» **Source text**:
* * * * *
"That's crazy," Thom argued. "What about your hair? You can't go swimming naked, either. And you'll turn into a girl—you know, with a chest and everything." (1.13)
Touché. As soon as Alanna starts going through puberty, it'll be pretty obvious that she's a girl. Sure, maybe she'll get lucky and remain slender. But would you want to bet against genetics? (Do they even have the concept of genetics in Tortall?)
All girls from noble families studied in convents until they were fifteen or sixteen, at which time they went to Court to find husbands. (1.46)
In Tortall, among the upper classes, a girl is considered "grown up" at fifteen or sixteen years old, and we're not talking grown up enough to get her driver's license: we're talking grown up enough to marry. This is the fate that Alanna is escaping by disguising herself as a boy. What do you think? Fate worse than death … or way preferable to trying to get yourself killed as a knight?
"Until you are fourteen, you will be a page," the Duke went on. "You will wait on the table at the evening meal…Half your day will be spent learning fighting arts. The other half you will spend with books, in the hope that we can teach you how to think." (2.7)
Wait wait wait, this growing up stuff actually requires you to think and learn? Later, we're out. (Just kidding, learning is awesome! Alanna's not put off by it, so you shouldn't be either!)
* * * * *
» **Saved entries**:
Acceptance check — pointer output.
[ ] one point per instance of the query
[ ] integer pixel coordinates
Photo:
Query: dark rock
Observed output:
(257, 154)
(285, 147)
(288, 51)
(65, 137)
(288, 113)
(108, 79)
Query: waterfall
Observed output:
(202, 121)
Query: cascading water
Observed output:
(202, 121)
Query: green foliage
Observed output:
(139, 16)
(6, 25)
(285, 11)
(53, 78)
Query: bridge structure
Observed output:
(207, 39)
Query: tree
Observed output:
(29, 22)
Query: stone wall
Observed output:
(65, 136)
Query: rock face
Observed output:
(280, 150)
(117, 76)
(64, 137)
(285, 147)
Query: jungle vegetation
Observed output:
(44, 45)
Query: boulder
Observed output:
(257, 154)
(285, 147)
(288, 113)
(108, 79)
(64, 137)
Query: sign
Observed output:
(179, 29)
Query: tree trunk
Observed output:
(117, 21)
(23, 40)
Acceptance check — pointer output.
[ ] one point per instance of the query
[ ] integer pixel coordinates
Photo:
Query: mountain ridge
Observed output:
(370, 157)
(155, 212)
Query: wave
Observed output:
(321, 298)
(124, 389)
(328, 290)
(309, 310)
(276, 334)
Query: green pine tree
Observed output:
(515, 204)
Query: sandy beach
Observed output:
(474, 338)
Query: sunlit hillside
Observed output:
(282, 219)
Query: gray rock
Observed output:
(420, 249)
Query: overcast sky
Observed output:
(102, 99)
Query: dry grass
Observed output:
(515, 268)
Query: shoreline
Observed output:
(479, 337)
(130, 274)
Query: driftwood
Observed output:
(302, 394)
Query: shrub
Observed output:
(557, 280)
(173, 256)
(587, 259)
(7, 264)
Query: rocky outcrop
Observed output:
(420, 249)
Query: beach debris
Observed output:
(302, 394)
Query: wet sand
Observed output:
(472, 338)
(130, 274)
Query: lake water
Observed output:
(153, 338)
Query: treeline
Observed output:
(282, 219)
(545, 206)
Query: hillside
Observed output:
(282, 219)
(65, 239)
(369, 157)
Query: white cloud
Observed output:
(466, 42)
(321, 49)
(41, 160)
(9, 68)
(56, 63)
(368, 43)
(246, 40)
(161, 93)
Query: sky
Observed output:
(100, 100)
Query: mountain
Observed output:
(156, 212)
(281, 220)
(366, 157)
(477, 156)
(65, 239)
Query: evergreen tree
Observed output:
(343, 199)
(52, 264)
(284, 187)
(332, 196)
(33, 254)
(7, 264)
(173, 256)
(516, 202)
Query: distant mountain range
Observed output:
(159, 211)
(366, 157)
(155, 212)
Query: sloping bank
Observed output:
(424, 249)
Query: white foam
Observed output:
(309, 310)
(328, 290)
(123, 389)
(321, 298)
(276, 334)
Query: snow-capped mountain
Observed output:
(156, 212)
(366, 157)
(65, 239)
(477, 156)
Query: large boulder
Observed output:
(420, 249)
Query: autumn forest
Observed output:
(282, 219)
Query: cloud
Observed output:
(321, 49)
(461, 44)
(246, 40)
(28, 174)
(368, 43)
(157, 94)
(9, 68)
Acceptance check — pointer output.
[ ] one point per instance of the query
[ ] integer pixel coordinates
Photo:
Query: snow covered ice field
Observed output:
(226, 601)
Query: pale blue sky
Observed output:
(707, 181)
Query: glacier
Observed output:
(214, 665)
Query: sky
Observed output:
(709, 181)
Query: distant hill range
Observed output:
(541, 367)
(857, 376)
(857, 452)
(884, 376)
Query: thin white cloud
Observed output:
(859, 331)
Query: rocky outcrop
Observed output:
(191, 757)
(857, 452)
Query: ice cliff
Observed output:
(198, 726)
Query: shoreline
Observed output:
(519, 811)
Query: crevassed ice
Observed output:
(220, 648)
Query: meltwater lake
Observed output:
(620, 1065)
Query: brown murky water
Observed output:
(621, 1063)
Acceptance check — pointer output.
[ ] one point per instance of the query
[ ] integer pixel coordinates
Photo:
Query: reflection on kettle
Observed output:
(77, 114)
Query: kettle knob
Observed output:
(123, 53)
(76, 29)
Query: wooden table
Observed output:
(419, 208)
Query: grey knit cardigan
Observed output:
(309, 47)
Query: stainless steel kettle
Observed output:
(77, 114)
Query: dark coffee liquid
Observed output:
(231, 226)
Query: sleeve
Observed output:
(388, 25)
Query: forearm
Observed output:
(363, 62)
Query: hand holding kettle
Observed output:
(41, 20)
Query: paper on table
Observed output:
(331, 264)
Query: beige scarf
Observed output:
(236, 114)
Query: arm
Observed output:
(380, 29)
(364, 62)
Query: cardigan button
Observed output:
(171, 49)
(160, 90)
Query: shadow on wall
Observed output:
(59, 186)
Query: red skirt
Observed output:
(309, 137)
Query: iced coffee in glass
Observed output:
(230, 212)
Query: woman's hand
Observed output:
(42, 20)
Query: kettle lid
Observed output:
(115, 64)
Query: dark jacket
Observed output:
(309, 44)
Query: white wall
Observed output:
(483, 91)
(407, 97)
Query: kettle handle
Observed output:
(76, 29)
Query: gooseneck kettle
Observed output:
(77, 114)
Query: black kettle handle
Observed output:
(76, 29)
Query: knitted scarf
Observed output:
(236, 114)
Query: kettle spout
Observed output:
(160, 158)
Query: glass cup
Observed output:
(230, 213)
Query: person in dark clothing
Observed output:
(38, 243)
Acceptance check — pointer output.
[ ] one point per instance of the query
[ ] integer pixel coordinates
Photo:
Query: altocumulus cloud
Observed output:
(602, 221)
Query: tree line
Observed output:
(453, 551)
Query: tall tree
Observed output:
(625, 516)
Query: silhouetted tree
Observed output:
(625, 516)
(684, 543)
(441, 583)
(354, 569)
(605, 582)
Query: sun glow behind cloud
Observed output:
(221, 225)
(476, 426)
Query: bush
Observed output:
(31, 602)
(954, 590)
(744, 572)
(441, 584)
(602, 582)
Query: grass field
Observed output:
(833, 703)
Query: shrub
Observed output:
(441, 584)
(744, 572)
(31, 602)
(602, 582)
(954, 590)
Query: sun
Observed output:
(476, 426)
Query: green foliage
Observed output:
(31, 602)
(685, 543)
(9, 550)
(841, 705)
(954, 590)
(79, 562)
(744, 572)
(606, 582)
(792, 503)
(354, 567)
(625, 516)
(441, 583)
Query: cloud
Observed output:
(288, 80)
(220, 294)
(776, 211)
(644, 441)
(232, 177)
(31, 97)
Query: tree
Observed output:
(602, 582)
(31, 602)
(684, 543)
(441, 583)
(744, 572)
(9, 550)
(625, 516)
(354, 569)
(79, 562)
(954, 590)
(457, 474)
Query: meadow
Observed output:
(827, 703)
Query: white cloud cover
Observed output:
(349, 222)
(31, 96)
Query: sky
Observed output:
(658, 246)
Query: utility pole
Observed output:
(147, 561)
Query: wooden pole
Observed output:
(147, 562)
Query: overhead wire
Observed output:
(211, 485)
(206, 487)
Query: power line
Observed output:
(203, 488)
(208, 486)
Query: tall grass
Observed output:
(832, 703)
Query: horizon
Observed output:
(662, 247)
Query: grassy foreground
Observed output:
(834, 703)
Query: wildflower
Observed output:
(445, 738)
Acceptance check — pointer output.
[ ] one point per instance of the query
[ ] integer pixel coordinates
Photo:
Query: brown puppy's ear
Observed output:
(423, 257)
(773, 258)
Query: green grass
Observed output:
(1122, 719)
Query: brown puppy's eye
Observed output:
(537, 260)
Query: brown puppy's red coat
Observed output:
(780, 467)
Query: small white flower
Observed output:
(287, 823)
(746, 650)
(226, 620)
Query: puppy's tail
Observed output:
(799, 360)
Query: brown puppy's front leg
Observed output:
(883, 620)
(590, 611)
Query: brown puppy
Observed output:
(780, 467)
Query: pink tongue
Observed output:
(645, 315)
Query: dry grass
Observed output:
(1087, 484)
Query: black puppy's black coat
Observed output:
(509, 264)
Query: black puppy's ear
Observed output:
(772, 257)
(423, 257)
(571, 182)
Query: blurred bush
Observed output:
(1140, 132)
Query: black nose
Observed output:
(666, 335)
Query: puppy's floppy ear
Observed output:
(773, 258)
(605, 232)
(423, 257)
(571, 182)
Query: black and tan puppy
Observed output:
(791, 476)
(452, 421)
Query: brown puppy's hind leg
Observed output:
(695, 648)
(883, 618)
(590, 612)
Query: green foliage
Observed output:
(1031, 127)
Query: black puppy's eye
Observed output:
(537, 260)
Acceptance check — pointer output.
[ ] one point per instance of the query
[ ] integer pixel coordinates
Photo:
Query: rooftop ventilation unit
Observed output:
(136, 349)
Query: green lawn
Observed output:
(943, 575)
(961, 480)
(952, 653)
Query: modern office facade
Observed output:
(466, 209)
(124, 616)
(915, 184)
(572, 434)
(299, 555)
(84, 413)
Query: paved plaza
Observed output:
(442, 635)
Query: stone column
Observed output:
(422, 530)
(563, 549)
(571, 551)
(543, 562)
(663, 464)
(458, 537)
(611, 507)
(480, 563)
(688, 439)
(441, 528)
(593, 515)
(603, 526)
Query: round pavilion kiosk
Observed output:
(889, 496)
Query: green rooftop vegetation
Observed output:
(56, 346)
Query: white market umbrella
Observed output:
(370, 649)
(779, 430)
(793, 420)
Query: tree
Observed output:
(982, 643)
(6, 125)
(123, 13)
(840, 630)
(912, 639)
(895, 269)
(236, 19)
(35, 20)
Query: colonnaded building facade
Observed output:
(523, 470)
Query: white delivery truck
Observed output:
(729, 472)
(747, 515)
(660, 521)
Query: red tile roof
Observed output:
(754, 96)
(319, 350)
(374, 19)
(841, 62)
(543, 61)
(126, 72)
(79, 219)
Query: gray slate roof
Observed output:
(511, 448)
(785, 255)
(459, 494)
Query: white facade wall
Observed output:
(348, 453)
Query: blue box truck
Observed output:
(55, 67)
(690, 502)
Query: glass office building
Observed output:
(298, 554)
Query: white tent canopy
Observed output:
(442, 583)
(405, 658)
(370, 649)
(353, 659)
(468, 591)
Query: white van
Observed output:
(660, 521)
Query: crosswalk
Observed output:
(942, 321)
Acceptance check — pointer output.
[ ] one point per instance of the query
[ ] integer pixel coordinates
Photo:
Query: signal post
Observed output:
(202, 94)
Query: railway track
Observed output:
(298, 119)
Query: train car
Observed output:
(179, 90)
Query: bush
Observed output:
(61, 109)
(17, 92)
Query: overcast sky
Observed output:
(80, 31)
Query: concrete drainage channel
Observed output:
* * * * *
» **Assigned task**: According to the source text, where did girls from noble families study before they went to Court?

» **Solution to this problem**: In convents, until they were fifteen or sixteen.